Work instruction = Would you please return the lines of the entries below starting at the line that has "trace: pebble; an" and ending at the line that has "trace: flowering plant", both included, exactly as they are?
### Exercise data
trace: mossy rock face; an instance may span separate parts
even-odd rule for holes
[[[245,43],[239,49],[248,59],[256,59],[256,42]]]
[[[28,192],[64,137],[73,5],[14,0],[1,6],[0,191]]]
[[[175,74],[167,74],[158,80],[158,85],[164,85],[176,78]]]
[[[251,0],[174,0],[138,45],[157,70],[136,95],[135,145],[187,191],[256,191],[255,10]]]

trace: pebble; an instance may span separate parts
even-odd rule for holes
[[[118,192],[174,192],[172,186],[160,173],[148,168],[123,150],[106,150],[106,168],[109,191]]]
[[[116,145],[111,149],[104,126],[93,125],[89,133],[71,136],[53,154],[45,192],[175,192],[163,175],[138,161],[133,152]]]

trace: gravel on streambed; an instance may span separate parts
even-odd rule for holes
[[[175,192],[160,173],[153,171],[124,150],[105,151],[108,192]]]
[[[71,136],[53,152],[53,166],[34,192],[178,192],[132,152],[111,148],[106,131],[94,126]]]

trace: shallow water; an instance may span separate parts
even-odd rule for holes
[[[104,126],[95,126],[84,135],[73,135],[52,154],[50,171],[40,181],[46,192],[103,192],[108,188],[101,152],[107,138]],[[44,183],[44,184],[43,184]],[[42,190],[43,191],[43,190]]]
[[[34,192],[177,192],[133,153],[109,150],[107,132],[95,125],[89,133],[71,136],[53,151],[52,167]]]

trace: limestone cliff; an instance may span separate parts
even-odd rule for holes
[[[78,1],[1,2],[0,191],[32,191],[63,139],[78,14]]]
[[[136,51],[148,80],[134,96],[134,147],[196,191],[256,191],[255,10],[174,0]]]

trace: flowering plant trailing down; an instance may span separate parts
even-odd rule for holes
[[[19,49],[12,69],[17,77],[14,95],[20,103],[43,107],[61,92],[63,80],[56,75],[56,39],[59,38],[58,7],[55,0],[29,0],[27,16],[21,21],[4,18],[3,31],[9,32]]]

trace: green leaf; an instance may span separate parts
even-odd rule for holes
######
Exercise output =
trace: pebble; an instance may span separate parts
even-odd rule for holes
[[[118,192],[174,192],[172,186],[160,173],[148,168],[123,150],[106,150],[106,168],[109,191]]]
[[[116,145],[111,149],[104,126],[93,125],[89,133],[71,136],[53,154],[45,192],[175,192],[163,175],[138,161],[133,152]]]

trace: gravel on streambed; an instance may span separate parts
even-odd rule for holes
[[[175,192],[160,173],[153,171],[124,150],[105,151],[108,192]]]
[[[71,136],[53,152],[53,166],[34,192],[178,192],[132,152],[111,148],[106,131],[94,126]]]

trace: shallow water; an instance may span separate parts
even-odd rule for holes
[[[104,126],[95,126],[84,135],[73,135],[52,154],[50,171],[40,181],[46,192],[103,192],[108,188],[101,152],[107,138]],[[44,183],[44,184],[43,184]],[[42,190],[43,191],[43,190]]]
[[[34,192],[177,192],[133,153],[109,150],[107,132],[95,125],[89,133],[71,136],[53,151],[52,167]]]

trace: limestone cliff; an instance may span separate parts
even-odd rule for holes
[[[78,1],[1,2],[0,191],[32,191],[63,139],[78,14]]]
[[[136,51],[148,80],[134,96],[134,147],[196,191],[256,191],[255,10],[174,0]]]

trace: flowering plant trailing down; an instance may span separate parts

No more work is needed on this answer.